## Work to complete
Each entry needs to appear again, retyped exactly as it is below.

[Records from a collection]
Start of Block
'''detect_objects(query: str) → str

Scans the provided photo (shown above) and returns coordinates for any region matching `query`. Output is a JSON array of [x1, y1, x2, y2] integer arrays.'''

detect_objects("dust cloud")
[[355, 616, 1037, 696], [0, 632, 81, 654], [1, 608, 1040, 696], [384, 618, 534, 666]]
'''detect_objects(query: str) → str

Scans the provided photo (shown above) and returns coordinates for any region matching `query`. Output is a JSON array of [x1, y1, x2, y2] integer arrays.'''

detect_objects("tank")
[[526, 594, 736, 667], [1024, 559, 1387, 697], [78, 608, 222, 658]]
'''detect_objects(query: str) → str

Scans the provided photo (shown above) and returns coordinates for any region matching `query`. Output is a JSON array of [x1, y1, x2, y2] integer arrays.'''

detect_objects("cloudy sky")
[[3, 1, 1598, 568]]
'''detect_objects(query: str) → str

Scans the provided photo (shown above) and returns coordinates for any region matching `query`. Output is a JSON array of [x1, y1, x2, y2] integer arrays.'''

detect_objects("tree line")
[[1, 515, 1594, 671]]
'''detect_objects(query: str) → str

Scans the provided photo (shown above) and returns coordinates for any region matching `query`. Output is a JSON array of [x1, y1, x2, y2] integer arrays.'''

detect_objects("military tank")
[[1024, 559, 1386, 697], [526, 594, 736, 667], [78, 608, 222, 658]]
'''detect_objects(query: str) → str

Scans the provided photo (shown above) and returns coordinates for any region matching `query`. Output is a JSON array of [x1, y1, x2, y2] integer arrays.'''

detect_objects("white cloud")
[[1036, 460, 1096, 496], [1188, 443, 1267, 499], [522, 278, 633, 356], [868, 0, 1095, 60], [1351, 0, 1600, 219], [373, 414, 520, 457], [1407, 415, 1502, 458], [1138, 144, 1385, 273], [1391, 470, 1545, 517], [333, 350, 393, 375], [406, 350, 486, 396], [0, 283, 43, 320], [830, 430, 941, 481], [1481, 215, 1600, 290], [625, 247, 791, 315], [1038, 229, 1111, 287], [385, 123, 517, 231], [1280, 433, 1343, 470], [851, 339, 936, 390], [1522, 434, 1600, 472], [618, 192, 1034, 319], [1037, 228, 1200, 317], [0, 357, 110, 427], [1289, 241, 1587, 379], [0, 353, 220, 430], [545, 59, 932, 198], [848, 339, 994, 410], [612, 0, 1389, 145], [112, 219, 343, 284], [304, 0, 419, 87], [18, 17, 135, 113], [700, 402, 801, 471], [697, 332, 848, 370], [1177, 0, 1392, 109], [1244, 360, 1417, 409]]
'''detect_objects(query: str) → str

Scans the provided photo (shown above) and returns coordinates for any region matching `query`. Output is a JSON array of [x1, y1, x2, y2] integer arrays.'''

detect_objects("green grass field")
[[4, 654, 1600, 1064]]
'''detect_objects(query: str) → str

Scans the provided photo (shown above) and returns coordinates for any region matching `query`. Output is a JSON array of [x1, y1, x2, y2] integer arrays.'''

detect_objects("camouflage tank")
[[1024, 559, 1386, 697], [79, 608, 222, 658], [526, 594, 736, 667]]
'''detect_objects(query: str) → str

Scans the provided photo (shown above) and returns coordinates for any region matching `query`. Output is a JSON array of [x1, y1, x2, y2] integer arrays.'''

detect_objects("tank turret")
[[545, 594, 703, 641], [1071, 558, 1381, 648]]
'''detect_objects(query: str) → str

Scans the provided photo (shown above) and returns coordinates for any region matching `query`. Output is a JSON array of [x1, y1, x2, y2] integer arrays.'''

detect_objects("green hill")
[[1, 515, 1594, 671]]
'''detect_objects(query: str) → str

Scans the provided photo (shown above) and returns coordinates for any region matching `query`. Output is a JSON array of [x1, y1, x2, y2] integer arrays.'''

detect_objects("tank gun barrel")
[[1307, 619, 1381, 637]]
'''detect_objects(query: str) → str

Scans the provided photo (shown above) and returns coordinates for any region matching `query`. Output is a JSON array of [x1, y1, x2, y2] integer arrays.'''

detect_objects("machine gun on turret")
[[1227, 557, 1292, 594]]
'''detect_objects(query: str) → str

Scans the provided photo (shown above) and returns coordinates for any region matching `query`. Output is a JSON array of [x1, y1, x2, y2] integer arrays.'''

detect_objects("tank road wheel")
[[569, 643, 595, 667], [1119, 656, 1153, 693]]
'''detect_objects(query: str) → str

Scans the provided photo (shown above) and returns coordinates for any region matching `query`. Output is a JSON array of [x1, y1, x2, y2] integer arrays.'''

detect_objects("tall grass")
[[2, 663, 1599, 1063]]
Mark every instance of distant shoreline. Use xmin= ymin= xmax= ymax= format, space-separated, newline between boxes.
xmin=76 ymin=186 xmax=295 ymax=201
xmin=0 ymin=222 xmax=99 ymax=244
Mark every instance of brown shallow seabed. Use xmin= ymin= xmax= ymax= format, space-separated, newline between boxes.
End of Block
## Answer for the task
'''detect_objects(query: str) → str

Scans the provided photo (shown above) and returns coordinates for any region matching `query`. Output is a JSON array of [x1, y1, x2, y2] integer arrays.'''

detect_objects("dust cloud")
[[355, 616, 1037, 696], [0, 632, 81, 654], [1, 608, 1040, 696], [384, 618, 534, 666]]
'''detect_objects(query: str) → str

Scans the provided photo (shown above) and returns coordinates for any region matching `query`. Output is a JSON array of [x1, y1, x2, y2] integer arrays.'''

detect_objects("tank")
[[526, 594, 736, 667], [1024, 559, 1387, 697], [78, 608, 222, 658]]
'''detect_objects(query: str) → str

Scans the provided photo (shown above) and returns coordinates for any region matching `query`. Output is a JSON array of [x1, y1, x2, y2] integer arrays.'''

detect_objects("cloudy sky")
[[3, 1, 1598, 568]]
'''detect_objects(query: str) → str

Scans the provided photo (shown above) and returns coordinates for any region matching `query`. Output is a JSON array of [x1, y1, x2, y2] integer arrays.'''

detect_objects("tree line")
[[1, 515, 1594, 671]]
'''detect_objects(query: str) → str

Scans the provided photo (shown above) and returns coordinates for any region matching `query`. Output is a JSON array of [x1, y1, x2, y2] integer arrays.'''

detect_objects("military tank")
[[1024, 559, 1386, 697], [526, 594, 736, 667], [78, 608, 222, 658]]
'''detect_objects(query: str) → str

Scans the provided photo (shown above) and returns coordinates for any region matching `query`. Output is a JSON array of [x1, y1, x2, y2] integer arrays.'''

detect_objects("white cloud")
[[1036, 460, 1096, 496], [1188, 443, 1267, 499], [522, 278, 633, 356], [868, 0, 1095, 60], [1351, 0, 1600, 219], [373, 414, 520, 457], [1407, 415, 1502, 458], [1138, 144, 1385, 273], [1391, 470, 1545, 517], [333, 350, 393, 375], [406, 350, 486, 396], [0, 283, 43, 320], [830, 430, 941, 481], [1481, 215, 1600, 290], [625, 247, 791, 315], [1038, 229, 1111, 287], [385, 123, 517, 231], [1280, 433, 1343, 470], [851, 339, 936, 390], [1522, 434, 1600, 472], [618, 192, 1034, 319], [1037, 228, 1200, 317], [0, 357, 110, 427], [1289, 241, 1587, 379], [0, 353, 220, 430], [545, 59, 932, 198], [848, 339, 994, 410], [612, 0, 1389, 145], [112, 219, 343, 284], [304, 0, 419, 87], [18, 17, 135, 113], [700, 402, 801, 471], [697, 332, 848, 370], [1177, 0, 1392, 109], [1244, 360, 1417, 409]]
'''detect_objects(query: str) → str

Scans the provided photo (shown above) and returns coordinates for any region matching `query`. Output is a JSON array of [x1, y1, x2, y2] integer arrays.'''

detect_objects("green grass field")
[[4, 654, 1600, 1064]]
'''detect_objects(query: str) → str

Scans the provided photo (shown above) and returns coordinates for any region matching `query`. Output is a JSON array of [x1, y1, x2, y2] integer arrays.'''

detect_objects("camouflage tank")
[[1024, 559, 1386, 697], [79, 608, 222, 658], [526, 594, 736, 667]]
'''detect_objects(query: str) → str

Scans the provided photo (shown above) and returns coordinates for any region matching `query`. Output is a JSON array of [x1, y1, x2, y2] integer arrays.'''

detect_objects("tank turret")
[[545, 594, 703, 641], [1071, 558, 1381, 648]]
'''detect_objects(query: str) → str

Scans the provided photo (shown above) and returns coordinates for any region matching `query`. Output is a JSON array of [x1, y1, x2, y2] integer arrays.'''

detect_objects("green hill")
[[1, 515, 1594, 671]]
'''detect_objects(query: str) → str

Scans the provided photo (shown above) and returns coordinates for any region matching `query`. Output is a JSON array of [x1, y1, x2, y2] integer arrays.'''

detect_objects("tank gun barrel")
[[1307, 619, 1381, 637]]
'''detect_objects(query: str) → str

Scans the provided photo (shown above) and returns coordinates for any region matching `query`. Output is a JSON array of [x1, y1, x2, y2] integer arrays.'''

detect_objects("machine gun on turret")
[[1227, 557, 1292, 594]]
'''detect_objects(query: str) → str

Scans the provided photo (shown above) and returns coordinates for any region matching `query`. Output is a JSON array of [x1, y1, x2, y2] integer arrays.'''

detect_objects("tank road wheel")
[[569, 643, 595, 667], [1119, 656, 1153, 693]]
'''detect_objects(query: str) → str

Scans the provided photo (shown above) and returns coordinates for any region matching `query`. Output is a JSON array of [x1, y1, x2, y2] integer arrays.'''

detect_objects("tall grass")
[[2, 663, 1599, 1063]]
Mark every instance of distant shoreline. Use xmin= ymin= xmax= ymax= format, space-separated, newline between boxes.
xmin=76 ymin=186 xmax=295 ymax=201
xmin=0 ymin=222 xmax=99 ymax=244
Mark every instance of brown shallow seabed. Use xmin= ymin= xmax= ymax= format, space-separated, newline between boxes.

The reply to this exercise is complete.